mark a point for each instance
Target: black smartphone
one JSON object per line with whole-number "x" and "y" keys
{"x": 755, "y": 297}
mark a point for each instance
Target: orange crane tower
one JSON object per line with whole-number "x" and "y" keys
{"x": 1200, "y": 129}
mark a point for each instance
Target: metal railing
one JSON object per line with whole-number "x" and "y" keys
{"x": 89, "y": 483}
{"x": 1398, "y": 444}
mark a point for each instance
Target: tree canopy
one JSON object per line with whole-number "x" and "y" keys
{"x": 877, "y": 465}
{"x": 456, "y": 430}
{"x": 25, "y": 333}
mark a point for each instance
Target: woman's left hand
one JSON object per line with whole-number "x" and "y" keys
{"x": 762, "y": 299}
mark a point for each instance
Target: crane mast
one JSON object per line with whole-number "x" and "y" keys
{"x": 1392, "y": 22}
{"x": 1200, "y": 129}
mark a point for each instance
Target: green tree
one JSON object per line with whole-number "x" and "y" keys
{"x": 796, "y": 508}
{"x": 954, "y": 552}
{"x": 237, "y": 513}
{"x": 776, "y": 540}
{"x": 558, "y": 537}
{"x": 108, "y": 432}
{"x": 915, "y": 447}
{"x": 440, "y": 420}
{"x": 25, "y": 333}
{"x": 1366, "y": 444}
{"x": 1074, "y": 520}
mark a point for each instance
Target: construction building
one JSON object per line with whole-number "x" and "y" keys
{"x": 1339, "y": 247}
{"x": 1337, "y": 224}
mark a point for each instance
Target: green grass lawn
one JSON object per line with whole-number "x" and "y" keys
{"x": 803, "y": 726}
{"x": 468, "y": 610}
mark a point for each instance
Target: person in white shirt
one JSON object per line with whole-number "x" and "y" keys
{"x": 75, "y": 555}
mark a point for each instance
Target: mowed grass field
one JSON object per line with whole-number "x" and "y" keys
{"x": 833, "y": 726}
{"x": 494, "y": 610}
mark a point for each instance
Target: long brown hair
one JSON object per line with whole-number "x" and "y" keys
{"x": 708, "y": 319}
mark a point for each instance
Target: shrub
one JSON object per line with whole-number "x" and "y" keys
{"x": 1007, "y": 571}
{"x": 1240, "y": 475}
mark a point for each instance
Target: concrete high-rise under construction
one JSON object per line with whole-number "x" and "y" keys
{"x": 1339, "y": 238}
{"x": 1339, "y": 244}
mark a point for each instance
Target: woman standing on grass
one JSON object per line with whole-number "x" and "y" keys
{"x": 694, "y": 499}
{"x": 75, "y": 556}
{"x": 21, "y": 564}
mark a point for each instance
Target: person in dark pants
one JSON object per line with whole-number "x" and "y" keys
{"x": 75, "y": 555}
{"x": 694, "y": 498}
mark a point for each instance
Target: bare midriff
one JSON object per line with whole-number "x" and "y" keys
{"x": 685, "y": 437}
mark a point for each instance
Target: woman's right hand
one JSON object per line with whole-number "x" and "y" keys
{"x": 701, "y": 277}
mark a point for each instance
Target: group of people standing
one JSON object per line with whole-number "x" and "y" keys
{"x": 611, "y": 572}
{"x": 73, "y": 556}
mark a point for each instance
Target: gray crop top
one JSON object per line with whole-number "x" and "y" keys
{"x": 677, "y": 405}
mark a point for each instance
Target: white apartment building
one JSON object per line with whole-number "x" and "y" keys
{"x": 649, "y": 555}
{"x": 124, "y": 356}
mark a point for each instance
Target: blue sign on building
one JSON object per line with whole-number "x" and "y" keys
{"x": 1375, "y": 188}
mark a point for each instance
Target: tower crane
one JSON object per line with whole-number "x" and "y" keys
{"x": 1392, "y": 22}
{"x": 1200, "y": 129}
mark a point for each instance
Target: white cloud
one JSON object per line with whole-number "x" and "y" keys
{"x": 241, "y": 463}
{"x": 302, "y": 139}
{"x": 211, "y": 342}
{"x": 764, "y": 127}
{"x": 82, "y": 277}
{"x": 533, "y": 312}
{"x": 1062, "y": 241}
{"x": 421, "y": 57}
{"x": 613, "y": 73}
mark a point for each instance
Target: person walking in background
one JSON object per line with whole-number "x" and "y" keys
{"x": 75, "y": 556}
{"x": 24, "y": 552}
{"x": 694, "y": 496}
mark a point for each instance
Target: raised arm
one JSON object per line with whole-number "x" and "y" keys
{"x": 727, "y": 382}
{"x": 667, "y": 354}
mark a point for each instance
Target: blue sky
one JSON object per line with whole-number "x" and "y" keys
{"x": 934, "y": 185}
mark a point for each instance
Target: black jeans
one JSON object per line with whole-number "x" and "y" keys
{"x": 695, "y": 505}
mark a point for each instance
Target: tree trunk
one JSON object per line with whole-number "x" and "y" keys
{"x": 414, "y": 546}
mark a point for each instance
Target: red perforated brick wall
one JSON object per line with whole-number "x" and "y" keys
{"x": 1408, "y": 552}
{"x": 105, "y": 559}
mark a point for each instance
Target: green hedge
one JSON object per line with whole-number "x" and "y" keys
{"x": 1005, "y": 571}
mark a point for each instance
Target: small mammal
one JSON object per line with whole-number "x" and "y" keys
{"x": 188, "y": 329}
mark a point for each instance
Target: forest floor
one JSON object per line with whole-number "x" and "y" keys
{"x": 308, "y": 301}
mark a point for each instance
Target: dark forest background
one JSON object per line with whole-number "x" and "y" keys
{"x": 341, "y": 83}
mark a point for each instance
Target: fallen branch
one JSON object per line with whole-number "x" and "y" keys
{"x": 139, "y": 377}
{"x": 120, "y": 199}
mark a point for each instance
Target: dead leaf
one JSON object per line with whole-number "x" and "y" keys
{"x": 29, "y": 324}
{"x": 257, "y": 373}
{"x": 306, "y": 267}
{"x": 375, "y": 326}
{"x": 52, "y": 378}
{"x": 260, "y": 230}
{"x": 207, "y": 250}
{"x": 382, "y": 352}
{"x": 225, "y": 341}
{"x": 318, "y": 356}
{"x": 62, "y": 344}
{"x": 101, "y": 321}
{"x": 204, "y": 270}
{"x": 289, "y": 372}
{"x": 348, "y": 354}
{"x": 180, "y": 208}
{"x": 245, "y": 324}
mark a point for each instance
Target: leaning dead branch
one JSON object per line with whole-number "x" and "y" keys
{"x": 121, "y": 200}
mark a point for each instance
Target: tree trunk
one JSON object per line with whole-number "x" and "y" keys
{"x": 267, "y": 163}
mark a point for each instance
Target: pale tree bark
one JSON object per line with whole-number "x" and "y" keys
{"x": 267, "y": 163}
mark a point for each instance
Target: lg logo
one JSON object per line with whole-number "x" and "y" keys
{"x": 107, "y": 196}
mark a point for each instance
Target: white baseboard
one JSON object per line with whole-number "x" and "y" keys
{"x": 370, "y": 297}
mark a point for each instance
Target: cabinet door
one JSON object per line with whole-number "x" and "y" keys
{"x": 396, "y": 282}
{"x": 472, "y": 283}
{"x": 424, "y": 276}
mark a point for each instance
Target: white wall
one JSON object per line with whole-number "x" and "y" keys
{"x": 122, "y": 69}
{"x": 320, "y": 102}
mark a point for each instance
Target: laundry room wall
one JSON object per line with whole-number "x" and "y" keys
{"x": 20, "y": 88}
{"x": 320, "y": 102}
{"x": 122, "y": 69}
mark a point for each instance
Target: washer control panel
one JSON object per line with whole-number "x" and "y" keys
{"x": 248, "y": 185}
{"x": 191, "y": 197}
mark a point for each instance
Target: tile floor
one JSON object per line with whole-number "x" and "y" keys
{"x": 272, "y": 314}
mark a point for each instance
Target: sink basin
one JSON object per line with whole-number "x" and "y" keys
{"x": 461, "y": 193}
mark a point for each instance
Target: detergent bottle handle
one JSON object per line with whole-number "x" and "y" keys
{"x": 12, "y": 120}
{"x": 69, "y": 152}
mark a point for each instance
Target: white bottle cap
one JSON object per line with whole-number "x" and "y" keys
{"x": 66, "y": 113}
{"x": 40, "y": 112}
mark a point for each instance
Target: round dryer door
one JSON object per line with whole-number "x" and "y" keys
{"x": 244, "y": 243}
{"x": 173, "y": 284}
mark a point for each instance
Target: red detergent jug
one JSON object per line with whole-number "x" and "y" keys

PROMPT:
Collect every line of the records that contains the word "grass", paying attention to case.

TASK OUTPUT:
Target: green grass lawn
Target: mowed grass field
Target: woman standing on grass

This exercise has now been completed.